- Task to complete: Copy out every one of the records below, word for word.

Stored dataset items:
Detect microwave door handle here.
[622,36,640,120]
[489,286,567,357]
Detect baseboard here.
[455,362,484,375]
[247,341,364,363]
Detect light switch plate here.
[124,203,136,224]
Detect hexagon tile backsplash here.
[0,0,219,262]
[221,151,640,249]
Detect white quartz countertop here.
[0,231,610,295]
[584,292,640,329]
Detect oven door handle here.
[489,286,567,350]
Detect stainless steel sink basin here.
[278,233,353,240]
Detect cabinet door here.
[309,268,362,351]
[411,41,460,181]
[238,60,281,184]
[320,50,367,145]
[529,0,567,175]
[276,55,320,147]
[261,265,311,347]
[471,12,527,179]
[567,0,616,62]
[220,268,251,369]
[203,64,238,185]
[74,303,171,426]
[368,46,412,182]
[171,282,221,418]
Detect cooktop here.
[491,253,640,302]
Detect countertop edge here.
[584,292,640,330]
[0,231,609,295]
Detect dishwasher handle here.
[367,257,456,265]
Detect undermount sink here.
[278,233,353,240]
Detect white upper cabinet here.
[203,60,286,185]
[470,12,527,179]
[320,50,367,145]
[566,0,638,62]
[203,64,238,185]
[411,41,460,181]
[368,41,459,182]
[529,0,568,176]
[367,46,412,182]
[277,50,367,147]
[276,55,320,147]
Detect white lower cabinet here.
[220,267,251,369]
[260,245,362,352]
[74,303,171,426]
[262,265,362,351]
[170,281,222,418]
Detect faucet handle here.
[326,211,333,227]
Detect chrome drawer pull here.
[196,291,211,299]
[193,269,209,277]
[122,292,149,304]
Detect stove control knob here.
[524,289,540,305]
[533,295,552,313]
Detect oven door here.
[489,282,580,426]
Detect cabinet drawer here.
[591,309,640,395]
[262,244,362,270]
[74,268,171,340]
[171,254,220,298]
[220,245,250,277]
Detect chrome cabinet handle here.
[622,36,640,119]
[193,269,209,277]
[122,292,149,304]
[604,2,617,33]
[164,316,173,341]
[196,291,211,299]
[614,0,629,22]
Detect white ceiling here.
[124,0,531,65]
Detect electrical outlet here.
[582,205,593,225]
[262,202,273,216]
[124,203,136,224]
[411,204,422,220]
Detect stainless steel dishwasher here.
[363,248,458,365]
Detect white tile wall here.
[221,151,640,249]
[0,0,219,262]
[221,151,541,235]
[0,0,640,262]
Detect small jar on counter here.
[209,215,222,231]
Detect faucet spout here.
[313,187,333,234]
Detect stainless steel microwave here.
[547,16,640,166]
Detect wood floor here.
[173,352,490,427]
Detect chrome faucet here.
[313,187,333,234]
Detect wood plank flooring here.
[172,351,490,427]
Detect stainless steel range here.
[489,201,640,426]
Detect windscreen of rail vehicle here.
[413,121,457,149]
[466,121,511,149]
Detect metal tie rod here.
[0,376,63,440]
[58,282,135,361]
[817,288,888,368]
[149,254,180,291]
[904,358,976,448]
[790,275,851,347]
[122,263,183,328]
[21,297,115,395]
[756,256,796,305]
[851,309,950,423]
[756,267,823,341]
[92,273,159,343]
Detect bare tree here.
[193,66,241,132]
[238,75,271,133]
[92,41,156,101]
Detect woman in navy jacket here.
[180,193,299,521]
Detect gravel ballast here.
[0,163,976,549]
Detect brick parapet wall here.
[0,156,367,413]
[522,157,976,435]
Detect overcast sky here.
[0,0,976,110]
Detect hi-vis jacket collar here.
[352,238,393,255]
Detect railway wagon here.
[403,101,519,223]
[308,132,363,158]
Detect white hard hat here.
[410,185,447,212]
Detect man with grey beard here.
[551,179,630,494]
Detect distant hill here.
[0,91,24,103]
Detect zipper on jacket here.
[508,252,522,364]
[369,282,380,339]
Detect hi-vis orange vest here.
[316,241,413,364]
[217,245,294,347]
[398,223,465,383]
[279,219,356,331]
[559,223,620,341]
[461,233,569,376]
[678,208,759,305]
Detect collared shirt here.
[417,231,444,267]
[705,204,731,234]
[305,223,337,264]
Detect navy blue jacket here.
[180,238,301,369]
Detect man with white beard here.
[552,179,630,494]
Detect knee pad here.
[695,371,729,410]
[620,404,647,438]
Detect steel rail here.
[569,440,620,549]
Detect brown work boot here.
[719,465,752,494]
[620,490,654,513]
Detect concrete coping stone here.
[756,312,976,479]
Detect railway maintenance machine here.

- Response:
Detect microwave door handle here.
[622,36,640,120]
[489,286,567,357]
Detect baseboard here.
[455,362,484,375]
[247,341,364,363]
Detect light switch plate here.
[124,203,136,224]
Detect hexagon tile backsplash here.
[0,0,219,262]
[221,151,640,249]
Detect white quartz countertop here.
[0,231,610,295]
[584,292,640,329]
Detect oven door handle here.
[489,286,567,350]
Detect stainless steel sink basin here.
[278,233,353,240]
Detect cabinet door here.
[309,268,362,351]
[411,41,460,181]
[238,60,281,184]
[320,50,367,145]
[529,0,567,175]
[276,55,320,147]
[261,265,311,347]
[471,12,527,179]
[567,0,616,62]
[220,268,251,369]
[203,64,238,185]
[74,303,171,426]
[368,46,412,182]
[171,282,221,418]
Detect cooktop here.
[491,253,640,302]
Detect countertop edge here.
[584,292,640,330]
[0,231,609,295]
Detect dishwasher handle here.
[367,257,456,265]
Detect undermount sink here.
[278,233,353,240]
Detect white upper cabinet here.
[203,60,286,185]
[470,12,527,179]
[320,50,367,145]
[566,0,638,62]
[203,64,238,185]
[411,41,460,181]
[368,41,459,182]
[529,0,568,176]
[367,46,412,182]
[277,50,367,147]
[276,55,320,147]
Detect white lower cabinet here.
[220,267,251,369]
[260,245,362,352]
[74,303,171,426]
[262,265,362,351]
[170,281,222,418]
Detect faucet handle here.
[326,211,333,227]
Detect chrome drawer pull here.
[196,291,211,299]
[193,269,209,277]
[122,292,149,304]
Detect stove control knob here.
[524,289,540,305]
[533,295,552,313]
Detect oven door here.
[489,282,580,426]
Detect cabinet drawer here.
[591,309,640,395]
[262,244,362,270]
[74,268,171,340]
[171,254,220,298]
[220,245,250,277]
Detect chrome cabinet handle here.
[622,36,640,119]
[193,269,209,277]
[122,292,149,304]
[604,2,617,33]
[164,316,173,341]
[196,291,211,299]
[614,0,629,22]
Detect white ceiling here.
[124,0,531,65]
Detect electrical outlet here.
[582,205,593,225]
[262,202,273,216]
[124,203,136,224]
[411,204,422,220]
Detect stainless steel dishwasher here.
[363,248,458,365]
Detect white tile wall here.
[221,151,640,249]
[0,0,219,262]
[221,151,541,235]
[0,0,640,262]
Detect small jar on counter here.
[209,215,222,231]
Detect faucet spout here.
[313,187,333,234]
Detect stainless steel microwave here.
[547,16,640,166]
Detect wood floor here.
[173,352,490,427]
Detect chrome faucet here.
[313,187,333,234]
Detect wood plank flooring here.
[172,351,490,427]
Detect stainless steel range here.
[489,201,640,426]
Detect windscreen of rail vehicle here.
[413,121,457,149]
[466,121,511,149]
Detect metal tie rod here.
[0,376,63,440]
[58,282,135,361]
[817,288,888,368]
[149,254,180,291]
[904,358,976,448]
[790,275,851,347]
[122,263,183,328]
[21,297,115,395]
[756,256,796,305]
[851,309,950,423]
[756,267,823,341]
[92,273,159,343]
Detect bare tree here.
[193,66,241,132]
[238,75,271,133]
[92,41,156,101]
Detect woman in navy jacket here.
[180,193,299,521]
Detect gravel ballast here.
[0,163,976,549]
Detect brick parapet wall here.
[0,156,367,413]
[522,157,976,435]
Detect overcast sky here.
[0,0,976,110]
Detect hi-vis jacket collar here.
[352,238,393,255]
Detect railway wagon here.
[403,101,519,223]
[308,132,363,158]
Detect white hard hat here.
[410,185,447,212]
Detect man with grey beard here.
[551,179,630,494]
Detect distant hill here.
[0,91,24,103]
Detect zipper on jacket here.
[508,252,522,364]
[369,282,380,339]
Detect hi-vis orange vest here.
[316,241,413,364]
[217,245,294,347]
[398,223,465,383]
[279,219,356,331]
[559,223,620,341]
[461,233,569,376]
[678,208,759,305]
Detect collared shirt here.
[417,231,444,267]
[705,204,731,234]
[305,223,337,264]
Detect navy blue jacket here.
[180,238,301,369]
Detect man with white beard here.
[552,179,630,494]
Detect knee pad here.
[695,371,729,410]
[620,404,647,438]
Detect steel rail here.
[569,440,620,549]
Detect brown work boot here.
[719,465,752,494]
[620,490,654,513]
Detect concrete coping stone here.
[756,312,976,479]
Detect railway maintenance machine here.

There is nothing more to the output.